Задания
**a)** Переведите на английский язык предложение из воспоминаний об отце: «С внуком он помирился, приезжал к нему, когда хотел, у него были свои ключи.»
**b)** Продолжите воспоминания об отце, начиная сразу после их последнего предложения.

Фрагмент документа
* * * * *
Папа, на новом месте чувствовал себя прекрасно. Лизавета окружила его таким вниманием и заботой, что мы простили ей все. А прощать было что. Вспомнила, как мы всей семьёй пололи картошку в Сенгилее. Мне было лет девять, а Танечке одиннадцать. Мимо нас шла женщина, а мы с сестрой, увидев ее, начали кричать: "Макериха ду ра!" Это была она. Фамилия у Е.А. была Макарова
Папа лег на операцию, Елизавета Андреевна его навещала. Дело было зимой. Она застудилась и заработала неврит лицевого нерва. Перекосило лицо, опустился угол рта и подтекала слюна. Она говорила, что это наша мама ей послала такое наказание. Но, тайна сия велика есть. Мы не знаем и не узнаем никогда. Честно говоря, мы ей были благодарны за то, что папа доволен, что у него все хорошо.
С внуком он помирился, приезжал к нему, когда хотел, у него были свои ключи. Просил Андрюшу что-нибудь привезти, или купить, тот не отказывал, исполнял все его просьбы. Слава Богу, наступил мир.
* * * * *
Исходные строки
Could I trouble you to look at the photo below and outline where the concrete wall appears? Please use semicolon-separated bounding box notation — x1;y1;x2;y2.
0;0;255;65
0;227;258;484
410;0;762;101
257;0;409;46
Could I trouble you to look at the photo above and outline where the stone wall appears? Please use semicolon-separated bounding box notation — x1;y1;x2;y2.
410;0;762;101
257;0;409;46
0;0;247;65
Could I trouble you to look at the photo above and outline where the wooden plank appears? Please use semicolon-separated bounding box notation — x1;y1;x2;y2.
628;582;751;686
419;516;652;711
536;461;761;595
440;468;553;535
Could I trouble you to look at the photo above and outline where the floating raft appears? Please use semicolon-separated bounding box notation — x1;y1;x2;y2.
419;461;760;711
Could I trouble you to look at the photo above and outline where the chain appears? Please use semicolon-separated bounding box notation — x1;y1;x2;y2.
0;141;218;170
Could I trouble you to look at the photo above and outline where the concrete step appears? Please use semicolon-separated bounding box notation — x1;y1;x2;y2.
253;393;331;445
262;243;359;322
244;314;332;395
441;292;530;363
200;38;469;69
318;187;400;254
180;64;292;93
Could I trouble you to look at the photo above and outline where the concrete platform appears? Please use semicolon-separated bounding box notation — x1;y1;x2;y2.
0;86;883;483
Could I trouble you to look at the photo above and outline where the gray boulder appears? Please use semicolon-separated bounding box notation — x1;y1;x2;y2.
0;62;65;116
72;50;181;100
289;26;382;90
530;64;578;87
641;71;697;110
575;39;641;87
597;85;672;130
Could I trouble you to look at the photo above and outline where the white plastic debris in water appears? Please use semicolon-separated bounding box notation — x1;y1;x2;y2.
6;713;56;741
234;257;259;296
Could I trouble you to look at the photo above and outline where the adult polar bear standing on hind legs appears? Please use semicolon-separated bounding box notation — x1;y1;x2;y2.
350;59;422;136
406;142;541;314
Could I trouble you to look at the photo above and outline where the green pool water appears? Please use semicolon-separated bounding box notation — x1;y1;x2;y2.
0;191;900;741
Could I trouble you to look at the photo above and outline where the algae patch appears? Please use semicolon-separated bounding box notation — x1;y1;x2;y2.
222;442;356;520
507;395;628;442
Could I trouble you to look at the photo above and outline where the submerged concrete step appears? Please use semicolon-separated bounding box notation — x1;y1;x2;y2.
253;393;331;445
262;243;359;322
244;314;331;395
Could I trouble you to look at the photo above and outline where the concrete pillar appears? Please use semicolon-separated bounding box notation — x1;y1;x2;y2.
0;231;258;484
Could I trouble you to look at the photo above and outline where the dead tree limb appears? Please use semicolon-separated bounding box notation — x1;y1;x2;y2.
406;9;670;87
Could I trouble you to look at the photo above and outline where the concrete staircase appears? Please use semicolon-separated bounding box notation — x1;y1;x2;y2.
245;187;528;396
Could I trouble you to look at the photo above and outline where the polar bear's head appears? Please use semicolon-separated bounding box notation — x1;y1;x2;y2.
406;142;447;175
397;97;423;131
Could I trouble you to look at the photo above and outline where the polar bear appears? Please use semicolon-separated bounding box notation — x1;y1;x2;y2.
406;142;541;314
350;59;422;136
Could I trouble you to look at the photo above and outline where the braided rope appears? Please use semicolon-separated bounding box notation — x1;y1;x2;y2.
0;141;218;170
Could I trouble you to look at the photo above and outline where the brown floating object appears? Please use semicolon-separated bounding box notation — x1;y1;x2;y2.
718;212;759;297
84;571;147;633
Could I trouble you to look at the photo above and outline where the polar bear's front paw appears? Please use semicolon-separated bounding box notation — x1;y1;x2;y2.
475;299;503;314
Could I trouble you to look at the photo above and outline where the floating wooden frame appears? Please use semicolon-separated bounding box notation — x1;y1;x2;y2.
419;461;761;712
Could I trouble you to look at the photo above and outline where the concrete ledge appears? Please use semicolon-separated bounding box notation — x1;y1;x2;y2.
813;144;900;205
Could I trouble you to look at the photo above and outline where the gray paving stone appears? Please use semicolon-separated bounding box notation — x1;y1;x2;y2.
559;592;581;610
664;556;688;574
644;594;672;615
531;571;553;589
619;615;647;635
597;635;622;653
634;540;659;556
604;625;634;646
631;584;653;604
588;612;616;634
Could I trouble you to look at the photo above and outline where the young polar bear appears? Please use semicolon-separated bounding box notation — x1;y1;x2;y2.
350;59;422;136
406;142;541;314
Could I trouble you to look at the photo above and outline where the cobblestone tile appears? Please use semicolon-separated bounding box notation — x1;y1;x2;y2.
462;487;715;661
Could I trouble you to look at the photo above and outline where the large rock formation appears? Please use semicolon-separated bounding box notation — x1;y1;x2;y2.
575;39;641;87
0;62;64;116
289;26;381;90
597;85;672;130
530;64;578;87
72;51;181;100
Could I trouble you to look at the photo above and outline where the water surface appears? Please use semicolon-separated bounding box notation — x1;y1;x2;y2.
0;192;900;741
* * * * *
Ответы
**a)** He made peace with his grandson and visited him whenever he wanted; he had his own keys.

**b)**
Мы с мужем работали. Я занималась ещё и Гербалайфом. Подписала много народа. Приходила в какую-нибудь контору, где меня помнили полную, распахивала шубу, демонстрируя свою новую фигуру, и уговаривать никого не нужно было. Я сама свято верила в продукт. Может быть, самоубеждение работало, но так хорошо мне никогда не было. Я прямо-таки порхала. Все успевала: и с детьми работать, и кружок вести, и к домашникам ходить, и профкомом руководить, праздники организовывать и выбивать всевозможные блага для работников школы, и вот ещё - Гербалайф распространять.
Наступило лето и долгожданный отпуск. Слава был уже в Ундорах, помогал папе с огородом. Вместе мы в отпуске были совсем недолго, Слава уехал в Воркуту. Зато приехала сестра Таня с сыном Олегом.
Олежка вырос, возмужал. Стал просто настоящим мужичком. Мы заказали ограду на могилы мамы и бабушки. Они похоронены рядышком (теперь там и папа). А в то лето 1998 года он руководил установкой ограды. Олежка с Андрюшей застелили дорожки толстой полиэтиленовой пленкой в несколько слоев и засыпали песком. Получилось красиво. Трава потом все равно росла в песке, только выдергивать ее стало легко.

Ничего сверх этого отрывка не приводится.